(PROMPT) Print out each entry below in full, exactly as given, excluding pictures.

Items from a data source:
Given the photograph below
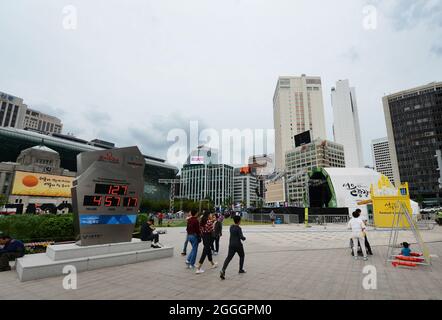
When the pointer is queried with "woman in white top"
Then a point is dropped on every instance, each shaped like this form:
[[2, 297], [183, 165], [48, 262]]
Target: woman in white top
[[357, 234]]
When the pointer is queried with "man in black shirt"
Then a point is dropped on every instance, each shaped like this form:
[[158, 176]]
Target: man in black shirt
[[235, 246]]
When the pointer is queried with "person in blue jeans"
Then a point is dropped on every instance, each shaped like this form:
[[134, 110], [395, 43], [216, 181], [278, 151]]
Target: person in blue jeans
[[193, 236], [186, 242]]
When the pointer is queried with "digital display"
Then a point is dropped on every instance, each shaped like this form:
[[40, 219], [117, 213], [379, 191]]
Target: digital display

(ANSWER TO THIS PROBLEM)
Given the photograph below
When the pointer is queried with "woman in white top"
Then a point is dropped on every instance, each shaped like this form:
[[2, 297], [183, 165], [48, 262]]
Target: woman in white top
[[357, 234]]
When the pointer is queried with "man in black shirt"
Then a point is dropped on every instance, each shaped like this form:
[[158, 176]]
Target: man in black shirt
[[235, 246]]
When the pointer is queried with "person in blue jeans"
Then a point is dropped on every instance, each shaped like this form:
[[134, 110], [395, 43], [216, 181], [278, 151]]
Target: person in blue jeans
[[193, 236], [186, 242]]
When the pointer is queried with "digital display"
Then a point is dropped on every instance, each shaped like this form:
[[40, 219], [117, 213], [379, 191]]
Target: digital display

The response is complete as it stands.